## [TASK BRIEF]
The answer must consist of every line in the records below that contains the string "negative".

## [EXCERPTED RECORDS]
====
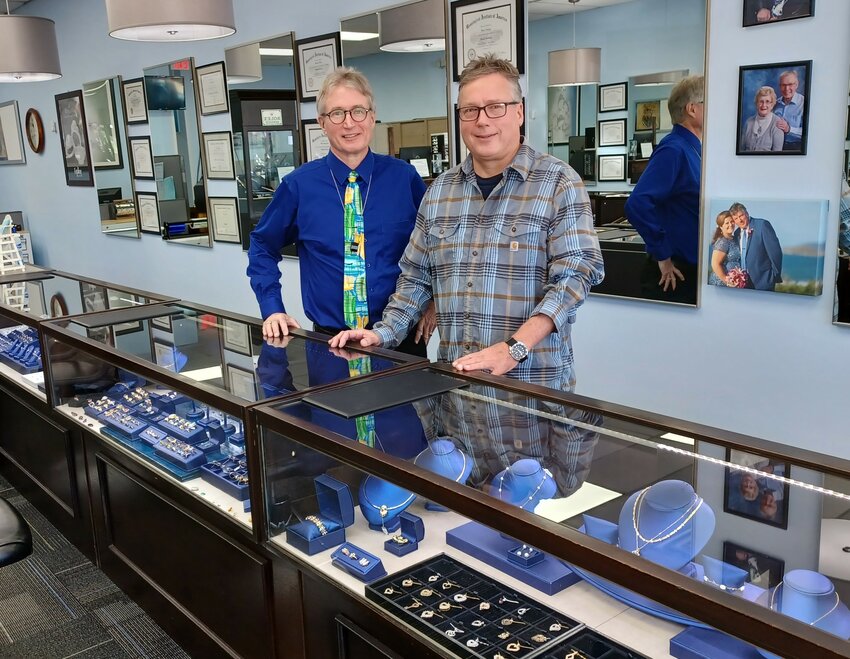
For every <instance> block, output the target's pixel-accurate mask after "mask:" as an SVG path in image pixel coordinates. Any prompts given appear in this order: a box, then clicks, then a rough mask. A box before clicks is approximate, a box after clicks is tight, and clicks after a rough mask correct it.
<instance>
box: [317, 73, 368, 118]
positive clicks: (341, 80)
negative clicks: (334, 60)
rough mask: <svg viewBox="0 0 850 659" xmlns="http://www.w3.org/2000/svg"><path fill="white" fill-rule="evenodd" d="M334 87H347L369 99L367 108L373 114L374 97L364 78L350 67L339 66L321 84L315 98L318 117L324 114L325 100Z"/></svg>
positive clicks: (360, 74) (326, 98)
mask: <svg viewBox="0 0 850 659" xmlns="http://www.w3.org/2000/svg"><path fill="white" fill-rule="evenodd" d="M335 87H348V88H349V89H353V90H354V91H358V92H360V93H361V94H363V96H365V97H366V98H367V99H369V108H370V109H371V110H372V112H375V110H376V107H375V95H374V94H373V93H372V85H370V84H369V81H368V80H367V79H366V76H364V75H363V74H362V73H360V71H358V70H357V69H354V68H352V67H350V66H340V67H338V68H336V69H334V70H333V71H331V72H330V73H329V74H328V75H327V77H326V78H325V81H324V82H323V83H322V89H321V91H319V96H318V97H317V98H316V110H317V111H318V113H319V114H320V115H322V114H324V113H325V100H326V99H327V97H328V94H330V93H331V91H333V89H334V88H335Z"/></svg>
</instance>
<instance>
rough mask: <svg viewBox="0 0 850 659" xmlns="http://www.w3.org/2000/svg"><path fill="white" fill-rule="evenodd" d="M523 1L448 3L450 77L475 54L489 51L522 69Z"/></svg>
mask: <svg viewBox="0 0 850 659" xmlns="http://www.w3.org/2000/svg"><path fill="white" fill-rule="evenodd" d="M523 8H524V3H523V2H522V1H521V0H483V1H482V0H459V1H458V2H453V3H451V5H450V10H449V11H450V12H451V15H450V19H451V21H450V26H449V32H450V33H451V35H452V58H453V60H454V61H453V62H452V79H453V80H455V81H458V80H459V79H460V74H461V73H462V72H463V70H464V68H466V65H467V64H469V63H470V62H471V61H472V60H474V59H475V58H476V57H480V56H482V55H488V54H493V55H495V56H496V57H500V58H502V59H506V60H508V61H509V62H510V63H511V64H513V65H514V66H515V67H516V68H517V70H518V71H519V72H520V73H523V72H524V69H525V62H524V58H523V53H524V52H525V44H524V37H523V34H524V33H523V25H524V24H525V20H524V18H523V12H524V9H523Z"/></svg>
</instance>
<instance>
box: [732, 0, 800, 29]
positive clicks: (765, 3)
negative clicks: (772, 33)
====
## [RESPONSE]
negative clicks: (334, 60)
negative clicks: (772, 33)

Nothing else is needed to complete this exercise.